ESTRATTO SCELTO:
::::::

L’avvocato Biagio Riccio è specializzato in diritto societario, diritto fallimentare, diritto bancario, diritto penale bancario e fallimentare.

Si è laureato con lode all’Università Federico II di Napoli ed ha assunto il titolo di dottore procuratore nel 1993 e quello di avvocato nel 1995; inoltre è patrocinante in Cassazione dal 2008.

È stato ideatore e promotore di due disegni legge sulla necessità di ottenere una diversa configurazione del potere punitivo anche nei confronti delle Banche, in caso di erronea segnalazione alla Centrale Rischi e sia sul potere da riconoscere al debitore, in caso di vendita di crediti deteriorati: in proposito, ha tenuto significative conferenze sia alla Camera dei Deputati che al Senato della Repubblica.

Ha ottenuto, nel 2014, la libera docenza di diritto bancario all’Università Telematica Unicusano di Roma.

::::::

Ricopia parola per parola il passo del profilo dell'avvocato Biagio Riccio da "È stato ideatore" a "Senato della Repubblica.". Le righe provengono da un'altra fonte.

RIGHE FORNITE:
::::::

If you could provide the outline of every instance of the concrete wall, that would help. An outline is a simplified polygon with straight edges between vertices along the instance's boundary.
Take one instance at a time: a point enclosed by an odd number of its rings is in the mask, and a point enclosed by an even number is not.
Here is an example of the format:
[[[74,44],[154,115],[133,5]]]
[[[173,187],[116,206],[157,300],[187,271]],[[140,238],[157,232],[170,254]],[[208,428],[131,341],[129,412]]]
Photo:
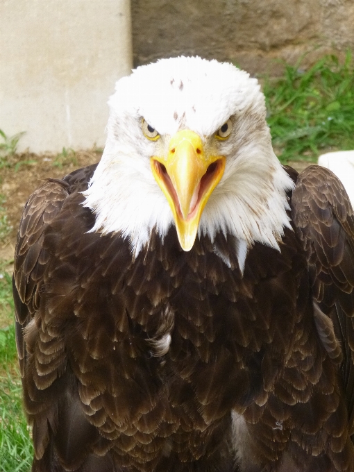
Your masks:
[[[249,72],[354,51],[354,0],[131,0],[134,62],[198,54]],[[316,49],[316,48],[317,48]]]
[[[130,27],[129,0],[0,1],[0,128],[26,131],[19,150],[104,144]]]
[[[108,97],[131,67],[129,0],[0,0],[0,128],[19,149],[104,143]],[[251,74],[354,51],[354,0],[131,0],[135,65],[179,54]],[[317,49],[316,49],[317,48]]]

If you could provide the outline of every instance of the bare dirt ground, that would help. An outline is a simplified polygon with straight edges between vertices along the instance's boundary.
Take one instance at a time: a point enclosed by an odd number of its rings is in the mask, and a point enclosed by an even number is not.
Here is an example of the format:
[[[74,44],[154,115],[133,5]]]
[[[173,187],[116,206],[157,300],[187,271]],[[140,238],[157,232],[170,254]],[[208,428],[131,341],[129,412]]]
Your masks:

::::::

RISULTATO ESERCIZIO:
È stato ideatore e promotore di due disegni legge sulla necessità di ottenere una diversa configurazione del potere punitivo anche nei confronti delle Banche, in caso di erronea segnalazione alla Centrale Rischi e sia sul potere da riconoscere al debitore, in caso di vendita di crediti deteriorati: in proposito, ha tenuto significative conferenze sia alla Camera dei Deputati che al Senato della Repubblica.